====== Page extract

Korea DEF crisis may ease as China will export urea

DEF supply could shrink again as it is uncertain if Korea can import more urea

By Nov 10, 2021 (Gmt+09:00)

Cargo trucks line up to replenish diesel exhaust fluid at a gas station in South Korea
Cargo trucks line up to replenish diesel exhaust fluid at a gas station in South Korea
South Korea is expected to ease the diesel exhaust fluid (DEF) shortage for the short term as China has decided to resume customs clearance procedures for urea, a key material for the liquid used to cut pollution from diesel engines, for exports to its neighbor.

The DEF supply crisis, however, is expected to occur again long term since the transportation sector's total import volume of urea will last only for one and a half months and it remains unclear if South Korean companies are able to buy more, analysts said.

South Korea’s foreign ministry said on Nov. 10 that it confirmed through various diplomatic channels with the Chinese government that the authorities plan to proceed with customs clearance procedures for 18,700 tons of urea that South Korean companies have signed contracts to import.

“Domestic companies have applied for export inspections on 7,100 tons only, while others have not requested inspections for the rest,” said a foreign ministry official. “We are encouraging local companies to apply for the inspections as soon as possible.”

China has been blocking urea’s overseas shipments since Oct. 15 by mandating export inspections, causing the supply shortage of DEF in South Korea. The disruption has bitten into not only the local logistics sector but also other industries such as the construction sector.
Lotte Fine Chemical suspends a DEF production line due to the urea shortage
Lotte Fine Chemical suspends a DEF production line due to the urea shortage


Among the total urea that will be cleared for import, the amount earmarked for vehicle DEF was 10,300 tons -- enough for the liquid to be consumed in about 47 days -- considering South Korea imported 80,000 tons to produce DEF for automobiles last year.

It has yet to be determined exactly when China will ship the urea to South Korea. But 2,700 tons of urea a South Korean company bought for industrial use was loaded and shipped from the Qingdao Port earlier in the day, while 300 tons another firm purchased for vehicles is scheduled to leave the mainland on Nov. 18. South Korea imported 290,000 tons of urea for industrial purposes last year.

============
====== Dataset excerpts

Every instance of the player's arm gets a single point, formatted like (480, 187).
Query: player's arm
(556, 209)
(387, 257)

============
====== Dataset excerpts

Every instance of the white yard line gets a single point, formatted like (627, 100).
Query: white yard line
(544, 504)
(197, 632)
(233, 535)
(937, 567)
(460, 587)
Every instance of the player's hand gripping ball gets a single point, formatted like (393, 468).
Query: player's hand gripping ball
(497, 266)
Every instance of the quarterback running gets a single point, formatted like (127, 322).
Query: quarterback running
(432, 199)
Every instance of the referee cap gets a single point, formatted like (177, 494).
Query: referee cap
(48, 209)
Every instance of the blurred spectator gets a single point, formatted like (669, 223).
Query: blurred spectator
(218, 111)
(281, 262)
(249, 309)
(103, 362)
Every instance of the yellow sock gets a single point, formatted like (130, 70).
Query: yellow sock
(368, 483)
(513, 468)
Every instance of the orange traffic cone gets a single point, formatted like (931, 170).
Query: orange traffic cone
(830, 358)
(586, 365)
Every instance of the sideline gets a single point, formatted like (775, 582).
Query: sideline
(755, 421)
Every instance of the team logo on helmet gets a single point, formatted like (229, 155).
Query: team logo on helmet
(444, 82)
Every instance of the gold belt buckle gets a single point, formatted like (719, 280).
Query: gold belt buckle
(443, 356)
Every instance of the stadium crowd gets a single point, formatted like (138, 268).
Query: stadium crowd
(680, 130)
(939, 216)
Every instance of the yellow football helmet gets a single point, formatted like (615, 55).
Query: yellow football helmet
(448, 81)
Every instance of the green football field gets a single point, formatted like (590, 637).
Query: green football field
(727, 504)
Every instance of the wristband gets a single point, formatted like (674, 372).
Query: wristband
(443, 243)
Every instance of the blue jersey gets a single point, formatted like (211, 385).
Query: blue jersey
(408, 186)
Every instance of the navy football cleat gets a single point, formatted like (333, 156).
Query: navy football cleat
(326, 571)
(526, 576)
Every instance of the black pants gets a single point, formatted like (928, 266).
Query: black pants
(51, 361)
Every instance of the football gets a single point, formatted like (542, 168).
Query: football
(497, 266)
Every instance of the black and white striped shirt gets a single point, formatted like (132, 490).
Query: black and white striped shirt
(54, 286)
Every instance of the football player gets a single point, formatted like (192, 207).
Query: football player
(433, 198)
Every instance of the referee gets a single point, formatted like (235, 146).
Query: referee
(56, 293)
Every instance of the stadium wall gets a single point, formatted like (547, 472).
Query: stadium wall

============

Exercise » Please list every tonnage figure for urea given in the article above on South Korea's DEF shortage.

Output for this exercise » 18,700 tons; 7,100 tons; 10,300 tons; 80,000 tons; 2,700 tons; 300 tons; 290,000 tons